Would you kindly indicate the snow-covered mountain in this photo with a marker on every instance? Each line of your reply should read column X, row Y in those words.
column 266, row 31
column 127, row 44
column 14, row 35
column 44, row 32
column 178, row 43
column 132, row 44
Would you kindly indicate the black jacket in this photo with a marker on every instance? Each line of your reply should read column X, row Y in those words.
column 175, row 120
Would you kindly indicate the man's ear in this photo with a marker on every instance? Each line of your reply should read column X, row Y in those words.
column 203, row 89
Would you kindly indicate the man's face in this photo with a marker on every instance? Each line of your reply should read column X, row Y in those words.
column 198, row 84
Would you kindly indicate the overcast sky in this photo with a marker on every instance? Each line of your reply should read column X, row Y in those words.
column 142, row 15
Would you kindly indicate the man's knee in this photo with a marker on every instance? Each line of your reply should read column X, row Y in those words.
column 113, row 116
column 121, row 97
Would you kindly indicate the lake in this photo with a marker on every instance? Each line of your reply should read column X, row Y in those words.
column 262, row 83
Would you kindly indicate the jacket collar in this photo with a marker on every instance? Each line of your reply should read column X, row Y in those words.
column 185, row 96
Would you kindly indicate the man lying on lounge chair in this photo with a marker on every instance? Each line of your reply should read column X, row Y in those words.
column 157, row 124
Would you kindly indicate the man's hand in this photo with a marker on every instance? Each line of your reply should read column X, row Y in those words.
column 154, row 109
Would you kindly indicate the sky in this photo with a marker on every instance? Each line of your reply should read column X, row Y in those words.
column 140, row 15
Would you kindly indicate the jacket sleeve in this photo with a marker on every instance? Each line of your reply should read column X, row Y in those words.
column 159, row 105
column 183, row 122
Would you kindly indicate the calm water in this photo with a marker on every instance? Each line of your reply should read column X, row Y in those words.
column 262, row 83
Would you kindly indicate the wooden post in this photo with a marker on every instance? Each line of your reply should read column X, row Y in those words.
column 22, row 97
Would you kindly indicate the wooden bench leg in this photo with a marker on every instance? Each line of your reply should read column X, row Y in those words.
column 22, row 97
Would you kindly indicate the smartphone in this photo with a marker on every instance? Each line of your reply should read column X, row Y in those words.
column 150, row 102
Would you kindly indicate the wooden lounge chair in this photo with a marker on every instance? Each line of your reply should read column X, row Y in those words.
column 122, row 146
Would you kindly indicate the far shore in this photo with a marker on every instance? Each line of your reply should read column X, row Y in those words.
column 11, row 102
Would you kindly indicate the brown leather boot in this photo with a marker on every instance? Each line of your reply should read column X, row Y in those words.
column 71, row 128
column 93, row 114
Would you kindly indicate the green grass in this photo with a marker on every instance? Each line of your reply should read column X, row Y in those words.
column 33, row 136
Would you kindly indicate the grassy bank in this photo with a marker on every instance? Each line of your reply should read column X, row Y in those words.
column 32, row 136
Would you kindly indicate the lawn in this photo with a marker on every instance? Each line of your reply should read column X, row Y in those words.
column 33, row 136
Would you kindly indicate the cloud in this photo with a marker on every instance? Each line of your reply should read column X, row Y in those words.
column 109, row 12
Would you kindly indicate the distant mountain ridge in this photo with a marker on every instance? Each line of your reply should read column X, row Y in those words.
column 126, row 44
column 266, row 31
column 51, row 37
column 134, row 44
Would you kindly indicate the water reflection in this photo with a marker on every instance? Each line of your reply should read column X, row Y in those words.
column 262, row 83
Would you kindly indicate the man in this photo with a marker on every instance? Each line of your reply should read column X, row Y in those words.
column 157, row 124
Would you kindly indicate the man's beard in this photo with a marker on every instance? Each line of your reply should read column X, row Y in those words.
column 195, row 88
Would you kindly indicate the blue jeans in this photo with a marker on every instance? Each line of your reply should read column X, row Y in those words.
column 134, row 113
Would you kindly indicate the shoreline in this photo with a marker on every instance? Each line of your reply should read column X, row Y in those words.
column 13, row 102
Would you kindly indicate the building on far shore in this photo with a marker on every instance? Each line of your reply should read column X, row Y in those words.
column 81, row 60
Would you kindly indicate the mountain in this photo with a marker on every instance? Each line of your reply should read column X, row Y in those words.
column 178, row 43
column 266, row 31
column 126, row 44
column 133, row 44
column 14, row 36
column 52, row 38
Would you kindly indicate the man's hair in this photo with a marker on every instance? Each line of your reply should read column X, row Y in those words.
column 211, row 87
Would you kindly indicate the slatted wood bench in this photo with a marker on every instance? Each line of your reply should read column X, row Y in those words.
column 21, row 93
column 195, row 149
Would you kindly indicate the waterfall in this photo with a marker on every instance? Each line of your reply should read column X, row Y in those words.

··········

## TASK INSTRUCTIONS
Give back the lines of the listing from the one with "Would you kindly indicate the man's beard" through the end, both included, exactly as written and with nothing added.

## ANSWER BELOW
Would you kindly indicate the man's beard in this photo with a marker on every instance? Each line of your reply should read column X, row Y in those words.
column 195, row 88
Would you kindly indicate the blue jeans in this photo with a marker on every instance? Each line of your reply should read column X, row Y in those words.
column 134, row 113
Would you kindly indicate the shoreline in this photo with a marker on every instance? Each line of your reply should read column X, row Y in those words.
column 13, row 102
Would you kindly indicate the building on far shore in this photo with a marker on every instance? Each line of your reply should read column X, row Y in those words.
column 81, row 60
Would you kindly indicate the mountain in this photo with a marker on every instance? Each line of your reply should read column X, row Y in those words.
column 178, row 43
column 266, row 31
column 126, row 44
column 133, row 44
column 14, row 36
column 52, row 38
Would you kindly indicate the man's hair in this photo with a marker on every instance? Each line of your reply should read column X, row Y in those words.
column 211, row 87
Would you kindly indicate the slatted wood bench in this photo with a marker on every instance? Each line of your reply should read column X, row Y in those words.
column 21, row 93
column 195, row 149
Would you kindly indicate the waterfall in this photo with a marker on every instance? Each line of your reply should read column X, row Y in those words.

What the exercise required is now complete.